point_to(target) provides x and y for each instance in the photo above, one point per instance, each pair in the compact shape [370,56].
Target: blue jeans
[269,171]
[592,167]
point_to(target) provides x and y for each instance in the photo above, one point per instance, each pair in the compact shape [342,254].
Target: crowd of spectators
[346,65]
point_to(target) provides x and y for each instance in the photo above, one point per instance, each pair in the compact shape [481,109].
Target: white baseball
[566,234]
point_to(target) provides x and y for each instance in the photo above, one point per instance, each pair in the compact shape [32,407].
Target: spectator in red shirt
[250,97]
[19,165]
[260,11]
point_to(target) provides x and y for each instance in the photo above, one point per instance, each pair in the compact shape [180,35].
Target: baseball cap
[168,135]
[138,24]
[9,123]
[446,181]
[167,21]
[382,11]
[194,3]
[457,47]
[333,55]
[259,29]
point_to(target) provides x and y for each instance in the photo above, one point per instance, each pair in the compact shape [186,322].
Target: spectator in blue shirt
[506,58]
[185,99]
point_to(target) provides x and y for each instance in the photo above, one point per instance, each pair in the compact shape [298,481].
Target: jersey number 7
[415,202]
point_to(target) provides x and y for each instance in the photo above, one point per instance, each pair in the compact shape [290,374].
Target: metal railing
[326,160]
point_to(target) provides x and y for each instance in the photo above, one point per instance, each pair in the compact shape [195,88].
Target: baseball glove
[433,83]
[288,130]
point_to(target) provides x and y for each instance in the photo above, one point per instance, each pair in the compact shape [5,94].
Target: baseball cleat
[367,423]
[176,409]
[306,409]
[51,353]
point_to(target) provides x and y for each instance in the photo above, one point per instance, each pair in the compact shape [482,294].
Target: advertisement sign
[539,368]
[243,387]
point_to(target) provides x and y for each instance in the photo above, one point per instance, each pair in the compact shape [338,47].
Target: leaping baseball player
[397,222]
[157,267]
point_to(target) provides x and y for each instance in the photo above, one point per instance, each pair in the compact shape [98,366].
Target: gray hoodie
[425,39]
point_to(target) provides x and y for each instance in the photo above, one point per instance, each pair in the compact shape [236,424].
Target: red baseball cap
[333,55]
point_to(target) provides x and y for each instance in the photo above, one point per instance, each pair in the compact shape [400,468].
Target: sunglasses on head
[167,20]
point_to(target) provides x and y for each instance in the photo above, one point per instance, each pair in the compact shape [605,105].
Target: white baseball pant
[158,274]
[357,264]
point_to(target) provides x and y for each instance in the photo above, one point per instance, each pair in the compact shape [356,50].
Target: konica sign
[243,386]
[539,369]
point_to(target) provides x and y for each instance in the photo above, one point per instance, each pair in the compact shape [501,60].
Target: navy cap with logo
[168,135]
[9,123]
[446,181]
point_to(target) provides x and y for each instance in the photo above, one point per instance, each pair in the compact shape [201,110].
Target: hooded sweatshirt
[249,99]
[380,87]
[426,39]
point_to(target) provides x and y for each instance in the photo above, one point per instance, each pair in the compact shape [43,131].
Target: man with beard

* **EXERCISE DIRECTIONS**: Reproduce all of the lines above, substituting "ball cap" for every occurrence of "baseball cap" and leaving everything else unchanged.

* **RESPONSE TO THE EXERCISE**:
point_to(target) provides x and y for each instance in the photo above, one point per instance, each pair in the compact shape [370,56].
Target: blue jeans
[269,171]
[592,167]
point_to(target) provides x and y for each instance in the photo above, one point per instance, each pair in the compact shape [342,254].
Target: crowd of spectators
[346,65]
point_to(target) provides x and y for each instance in the photo above, one point per instance, each pair in the compact shape [481,109].
Target: white baseball
[566,234]
point_to(target) provides x and y for each instance in the photo above, one point per instance, each pair in the compact shape [32,407].
Target: spectator in red shirt
[250,97]
[19,165]
[260,11]
point_to(target) provides x and y for each instance in the photo above, one point per instance, each pair in the compact shape [180,35].
Target: ball cap
[168,135]
[138,24]
[9,123]
[446,181]
[167,21]
[382,11]
[194,3]
[457,47]
[333,55]
[259,29]
point_to(target) provides x and y for each instance in the photo above, one point per instance, each pair in the compact shape [186,322].
Target: spectator in blue shirt
[506,58]
[185,99]
point_to(target) provides x and y for each instance in the photo above, one point per instance, each pair in the compact shape [298,481].
Target: jersey number 7
[415,202]
point_to(target) provides x and y for each instance in the photo above, one point per instance, each pair in the compact shape [290,374].
Target: metal railing
[326,160]
point_to(target) provides x and y for each instance in the photo above, one point per instance, each pair in the compact shape [195,88].
Target: baseball glove
[433,83]
[288,130]
point_to(target) provides x and y for each instance in the photo above, one point per instance, each pair in the compact shape [5,94].
Target: baseball cleat
[367,423]
[176,409]
[306,409]
[51,353]
point_to(target) provides x and y for each instance in the photo above, one point per instance, each pair in the compact shape [482,294].
Target: advertisement sign
[539,368]
[243,387]
point_to(target) provides x and y for each instance in the photo above, one point per instance, each pair in the compact shape [338,47].
Target: leaping baseball player
[397,222]
[157,267]
point_to(target) provides x and y for each instance in the photo above, one point per instance, each pair in the compact shape [98,366].
Target: gray hoodie
[425,39]
point_to(target) provides x and y for each instance in the photo above, one point per instance, each pair in the compact shape [236,424].
Target: red ball cap
[333,55]
point_to(target) provides x and y for each instance in the photo above, one point per instance, each pair in the compact shape [400,468].
Target: sunglasses on head
[167,20]
point_to(target) provides x and y for each instance in the photo above, one point per instance, each pair in the compact shape [605,105].
Target: white baseball pant
[158,274]
[357,264]
point_to(target) provides x and y for each instance in the photo above, one point per instance, each pair in the compact shape [356,50].
Target: konica sign
[243,386]
[539,369]
point_to(target) provides x and y for each instance in the photo above, one point per instance, each pair in the compact shape [501,60].
Target: navy cap with logo
[168,135]
[9,123]
[446,181]
point_to(target) provides x and y for each instance in the photo above, one point per instance, each pair in the compact shape [201,110].
Target: hooded sweatshirt
[249,99]
[380,87]
[426,39]
point_to(target) provides x and y for each instance in the photo above, one point per instance, each pair in the compact shape [43,131].
Target: man with beard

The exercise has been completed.